Instructions for the task » The records below need retyping in full; give them again exactly.

Supplied material »

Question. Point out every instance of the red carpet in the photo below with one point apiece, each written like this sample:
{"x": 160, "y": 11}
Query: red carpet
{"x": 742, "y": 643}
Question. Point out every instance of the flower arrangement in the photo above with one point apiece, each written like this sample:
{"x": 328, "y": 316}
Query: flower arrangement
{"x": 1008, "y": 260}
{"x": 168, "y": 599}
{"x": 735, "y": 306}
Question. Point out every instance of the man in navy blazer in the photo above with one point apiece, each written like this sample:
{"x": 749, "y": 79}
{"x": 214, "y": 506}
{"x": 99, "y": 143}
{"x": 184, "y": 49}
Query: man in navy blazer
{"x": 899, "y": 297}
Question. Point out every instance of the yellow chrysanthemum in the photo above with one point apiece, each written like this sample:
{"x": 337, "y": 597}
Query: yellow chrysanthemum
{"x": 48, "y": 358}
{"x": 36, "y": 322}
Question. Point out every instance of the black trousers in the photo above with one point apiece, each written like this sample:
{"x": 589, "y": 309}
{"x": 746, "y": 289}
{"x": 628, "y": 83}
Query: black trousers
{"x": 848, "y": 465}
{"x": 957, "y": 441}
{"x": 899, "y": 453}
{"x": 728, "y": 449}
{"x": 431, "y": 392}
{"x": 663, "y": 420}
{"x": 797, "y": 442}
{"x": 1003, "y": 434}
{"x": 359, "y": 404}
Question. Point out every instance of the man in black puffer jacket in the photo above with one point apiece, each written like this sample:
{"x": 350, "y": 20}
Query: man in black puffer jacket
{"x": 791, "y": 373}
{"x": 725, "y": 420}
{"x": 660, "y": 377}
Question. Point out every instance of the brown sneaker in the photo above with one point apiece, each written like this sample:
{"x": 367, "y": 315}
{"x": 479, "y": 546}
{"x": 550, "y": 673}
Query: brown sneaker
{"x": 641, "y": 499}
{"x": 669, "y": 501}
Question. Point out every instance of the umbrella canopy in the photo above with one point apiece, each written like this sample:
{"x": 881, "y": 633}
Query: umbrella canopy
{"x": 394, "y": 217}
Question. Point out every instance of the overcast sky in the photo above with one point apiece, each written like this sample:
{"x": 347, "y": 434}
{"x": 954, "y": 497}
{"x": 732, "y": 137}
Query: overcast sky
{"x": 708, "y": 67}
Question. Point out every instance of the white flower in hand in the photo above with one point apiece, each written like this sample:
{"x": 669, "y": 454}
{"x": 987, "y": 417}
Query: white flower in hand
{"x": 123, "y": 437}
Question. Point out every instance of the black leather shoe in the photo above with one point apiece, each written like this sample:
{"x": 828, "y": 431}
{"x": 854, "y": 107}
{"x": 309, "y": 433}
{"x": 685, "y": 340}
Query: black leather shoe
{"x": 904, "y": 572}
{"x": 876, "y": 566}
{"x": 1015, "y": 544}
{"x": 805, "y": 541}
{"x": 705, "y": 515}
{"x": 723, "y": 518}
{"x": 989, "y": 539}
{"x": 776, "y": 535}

Solution to this task »
Question. Point out every instance of the red carpet in the photo below with one point apiece, each written like this sample:
{"x": 160, "y": 11}
Query: red carpet
{"x": 742, "y": 643}
Question. Point out every instance of the flower arrangement in the photo above with one point apiece, each written like this sample:
{"x": 328, "y": 316}
Query: flower arrangement
{"x": 1008, "y": 260}
{"x": 168, "y": 599}
{"x": 735, "y": 306}
Question. Point out every instance of the man in navy blazer in the photo above with one point apiece, each written like this sample:
{"x": 749, "y": 79}
{"x": 214, "y": 506}
{"x": 99, "y": 143}
{"x": 184, "y": 49}
Query: man in navy blazer
{"x": 899, "y": 297}
Question. Point out every instance of the yellow chrysanthemum in the photo above with one point apiece, each written like this sample:
{"x": 337, "y": 597}
Query: yellow chrysanthemum
{"x": 48, "y": 358}
{"x": 36, "y": 322}
Question. Point out every instance of the black trousers in the photo above with one point apiece, each written like this sample:
{"x": 589, "y": 309}
{"x": 746, "y": 289}
{"x": 628, "y": 83}
Query: black trousers
{"x": 848, "y": 465}
{"x": 957, "y": 441}
{"x": 899, "y": 453}
{"x": 728, "y": 449}
{"x": 431, "y": 392}
{"x": 663, "y": 420}
{"x": 797, "y": 442}
{"x": 1003, "y": 434}
{"x": 359, "y": 404}
Question. Point out every instance of the man in black puffer jacket in the photo above with one point apiece, each written like this sample:
{"x": 350, "y": 20}
Query: man in black puffer jacket
{"x": 791, "y": 373}
{"x": 725, "y": 420}
{"x": 660, "y": 377}
Question. Point out every instance of the brown sneaker in the photo above with one point apiece, each written like this sample:
{"x": 367, "y": 315}
{"x": 479, "y": 546}
{"x": 550, "y": 673}
Query: brown sneaker
{"x": 641, "y": 499}
{"x": 669, "y": 501}
Question. Point out every instance of the umbrella canopy in the photo above with one point apiece, each written like this sample:
{"x": 881, "y": 633}
Query: umbrella canopy
{"x": 394, "y": 217}
Question. Point out every instance of the overcast sky in the photo above with one point apiece, each written like this sample:
{"x": 347, "y": 434}
{"x": 954, "y": 497}
{"x": 732, "y": 137}
Query: overcast sky
{"x": 708, "y": 67}
Question. Point out every instance of the white flower in hand in the photo above with one point apiece, each written like this sample:
{"x": 669, "y": 454}
{"x": 987, "y": 417}
Query: white flower in hand
{"x": 123, "y": 437}
Question. Point out every instance of the black leather shoe in the photo above with one point apiece, each written like this sample:
{"x": 828, "y": 431}
{"x": 854, "y": 107}
{"x": 309, "y": 433}
{"x": 685, "y": 340}
Query: black leather shoe
{"x": 904, "y": 572}
{"x": 876, "y": 566}
{"x": 1015, "y": 544}
{"x": 805, "y": 541}
{"x": 705, "y": 515}
{"x": 723, "y": 518}
{"x": 989, "y": 539}
{"x": 776, "y": 535}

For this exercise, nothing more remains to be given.